OBJECTIF 1 ▸
Selon l'extrait sur l'histoire de la géométrie projective, quel usage les coordonnées homogènes introduites par Möbius en 1827 rendent-elles possible ?

EXTRAIT PRÉSENTÉ ▸
'''
Le mathématicien et architecte Girard Desargues fonde la géométrie projective dans son Brouillon project d’une Atteinte aux evenemens des rencontres du cone avec un plan publié en 1639, où il l'utilise pour une théorie unifiée des coniques. Mais on trouve déjà des notions projectives dans les œuvres de Pappus d'Alexandrie (IVe siècle) qui introduit le rapport anharmonique et fait référence à Apollonius de Perga. L'œuvre de Desargues a peu de succès de son temps, et est oubliée jusqu’à sa redécouverte par l'éditeur et bibliophile Poudra au milieu du XIXe siècle. Ses contemporains ne comprennent pas la profondeur de ses travaux, à l'exception du jeune Blaise Pascal, qui les poursuit, et démontre en particulier un théorème proche de celui aujourd'hui appelé théorème de Pascal[2].
Poncelet réinvente la géométrie projective au début du XIXe siècle, certainement influencé par la géométrie descriptive enseignée par son professeur à l'école polytechnique, Gaspard Monge. Il publie en 1822 le Traité des propriétés géométriques des figures. Indépendamment, un autre élève de Monge, Joseph Gergonne, découvre lui aussi à la même époque certains des principes de la géométrie projective[3]. Poncelet et Gergonne, par des voies différentes, mettent en évidence le principe de dualité, propre à la géométrie projective, où, par exemple, deux droites distinctes du plan sont toujours sécantes, tout comme par deux points distincts passe toujours une droite.
August Ferdinand Möbius en 1827 introduit les coordonnées homogènes qui permettent d'appliquer les méthodes de la géométrie analytique à la géométrie projective, travail auquel se consacre également Julius Plücker[4]. Parallèlement, Jakob Steiner développe l'approche par la géométrie synthétique.
Mais c'est Felix Klein qui, à la fin du XIXe siècle, clarifie le lien entre géométrie projective et géométrie euclidienne, et montre comment les géométries non euclidiennes peuvent également se ramener à la géométrie projective. Sous l'influence de son programme d'Erlangen a lieu une évolution conceptuelle majeure ; tandis que, jusque-là, la géométrie était la science des figures, elle devient l'étude des transformations de figures : les géomètres du tournant du siècle se concentrent désormais sur la composition des transformations, la structure de certains groupes de transformations, les invariants de telle ou telle famille de transformations, les axiomes minimaux permettant ces propriétés de transformations.
Aujourd'hui, certaines notions élémentaires de géométrie projective sont utilisées dans les systèmes de vision par ordinateur et de rendu graphique, tels que OpenGL.
'''
LISTE DES LIGNES ▸
'''
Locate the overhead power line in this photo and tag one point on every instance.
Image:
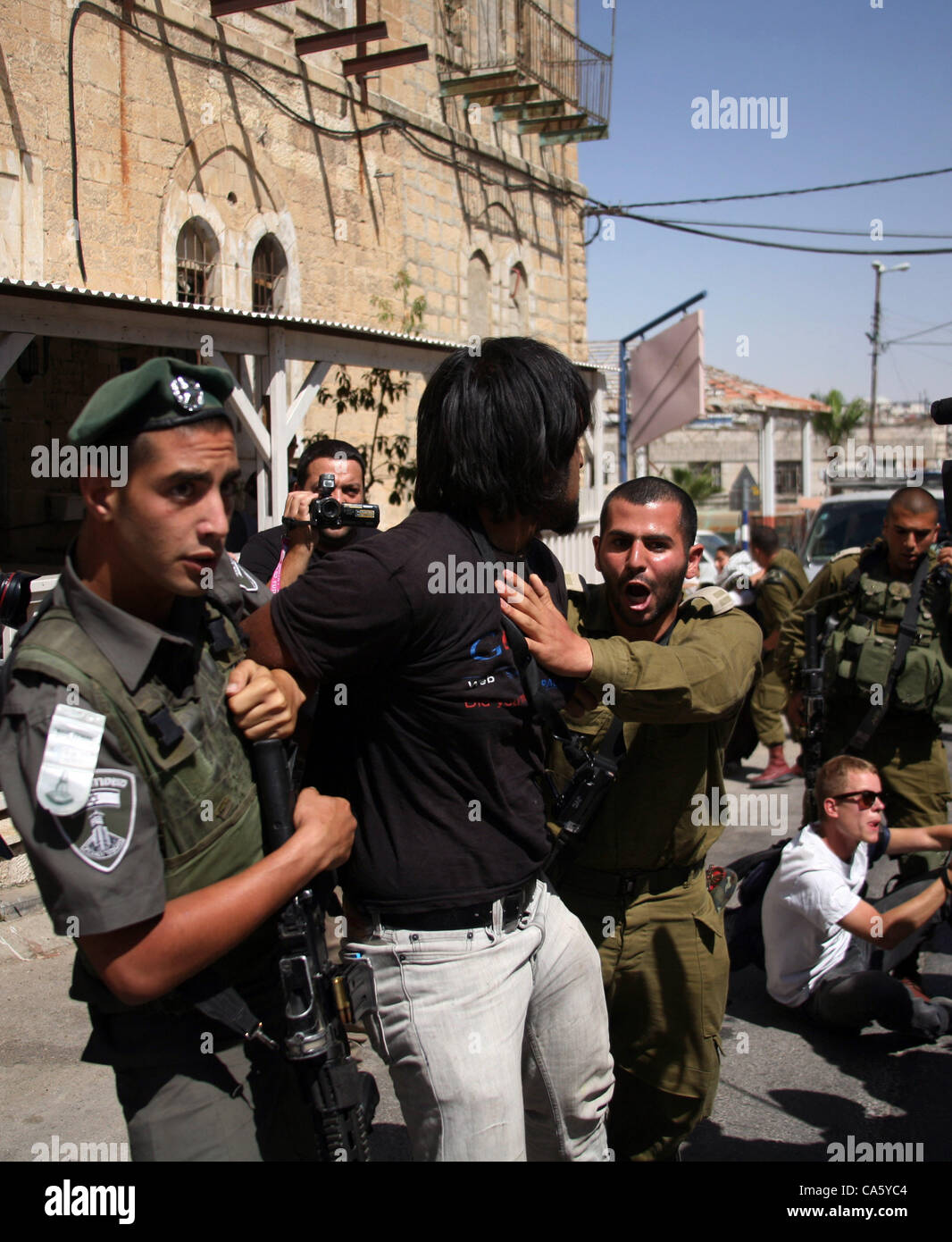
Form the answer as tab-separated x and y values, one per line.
920	333
879	251
780	194
833	232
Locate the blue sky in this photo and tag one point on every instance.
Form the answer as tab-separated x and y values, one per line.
868	96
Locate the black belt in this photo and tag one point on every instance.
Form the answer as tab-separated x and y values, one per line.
514	906
623	885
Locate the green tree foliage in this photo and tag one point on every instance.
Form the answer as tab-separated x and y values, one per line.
840	420
699	484
388	456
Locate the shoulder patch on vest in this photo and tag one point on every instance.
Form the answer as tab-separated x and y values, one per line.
573	582
108	822
847	551
69	763
709	598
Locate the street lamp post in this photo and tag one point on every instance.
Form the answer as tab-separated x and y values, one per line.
874	338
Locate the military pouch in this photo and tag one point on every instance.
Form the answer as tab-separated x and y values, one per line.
920	684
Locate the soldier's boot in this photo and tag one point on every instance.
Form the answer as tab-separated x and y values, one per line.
776	773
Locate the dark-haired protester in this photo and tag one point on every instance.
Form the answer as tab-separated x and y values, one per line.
780	585
828	952
675	675
489	1007
279	557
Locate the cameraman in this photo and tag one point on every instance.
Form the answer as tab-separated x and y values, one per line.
280	557
489	1006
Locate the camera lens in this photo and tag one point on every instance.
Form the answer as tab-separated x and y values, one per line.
15	599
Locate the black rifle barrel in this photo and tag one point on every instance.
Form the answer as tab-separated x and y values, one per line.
341	1098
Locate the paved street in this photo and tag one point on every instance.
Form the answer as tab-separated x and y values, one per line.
786	1092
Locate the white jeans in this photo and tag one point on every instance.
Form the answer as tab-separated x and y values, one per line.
497	1037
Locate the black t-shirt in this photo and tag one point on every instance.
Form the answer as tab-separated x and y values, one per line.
262	551
432	739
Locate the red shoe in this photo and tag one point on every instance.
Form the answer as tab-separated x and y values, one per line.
776	773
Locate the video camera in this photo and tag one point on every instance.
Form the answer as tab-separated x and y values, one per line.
330	515
13	599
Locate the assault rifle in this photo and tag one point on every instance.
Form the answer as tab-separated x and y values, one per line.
812	687
319	996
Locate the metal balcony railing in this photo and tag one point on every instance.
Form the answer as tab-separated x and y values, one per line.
484	35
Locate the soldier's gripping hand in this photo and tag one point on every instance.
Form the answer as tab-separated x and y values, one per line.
264	702
324	825
547	634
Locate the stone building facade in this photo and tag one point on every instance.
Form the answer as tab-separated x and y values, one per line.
150	149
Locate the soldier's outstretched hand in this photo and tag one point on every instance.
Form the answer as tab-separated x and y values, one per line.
549	634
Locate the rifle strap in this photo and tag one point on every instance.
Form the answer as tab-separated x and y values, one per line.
907	627
221	1003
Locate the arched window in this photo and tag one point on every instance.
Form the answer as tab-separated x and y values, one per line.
518	299
268	276
478	290
196	255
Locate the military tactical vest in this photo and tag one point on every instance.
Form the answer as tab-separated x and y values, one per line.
859	653
185	747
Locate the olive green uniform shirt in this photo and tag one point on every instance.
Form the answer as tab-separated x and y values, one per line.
678	702
88	889
907	747
780	589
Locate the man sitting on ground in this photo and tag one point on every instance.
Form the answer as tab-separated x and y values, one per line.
828	952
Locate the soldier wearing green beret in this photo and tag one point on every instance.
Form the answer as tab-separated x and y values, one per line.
126	706
675	675
863	595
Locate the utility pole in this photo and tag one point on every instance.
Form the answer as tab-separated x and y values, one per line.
874	338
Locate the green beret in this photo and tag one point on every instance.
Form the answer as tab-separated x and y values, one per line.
160	394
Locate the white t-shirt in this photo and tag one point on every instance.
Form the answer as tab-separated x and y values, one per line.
809	892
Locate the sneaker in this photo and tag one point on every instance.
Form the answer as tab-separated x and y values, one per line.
776	773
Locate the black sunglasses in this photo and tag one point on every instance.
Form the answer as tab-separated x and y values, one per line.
865	798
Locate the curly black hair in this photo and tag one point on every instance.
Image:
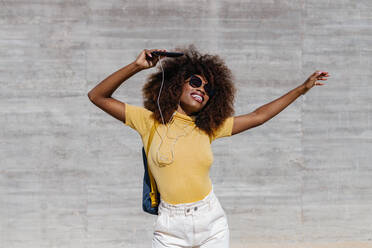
'''
OBJECTIF 2 ▸
Relever toutes les lignes où figure la chaîne "rifle".

SOLUTION RÉDIGÉE 1 ▸
Les coordonnées homogènes, introduites par August Ferdinand Möbius en 1827, permettent d'appliquer les méthodes de la géométrie analytique à la géométrie projective. Julius Plücker se consacre également à ce travail.

SOLUTION RÉDIGÉE 2 ▸
Locate the black rifle barrel in this photo and tag one point on every instance.
Locate the assault rifle in this photo and tag one point on every instance.
Locate the rifle strap in this photo and tag one point on every instance.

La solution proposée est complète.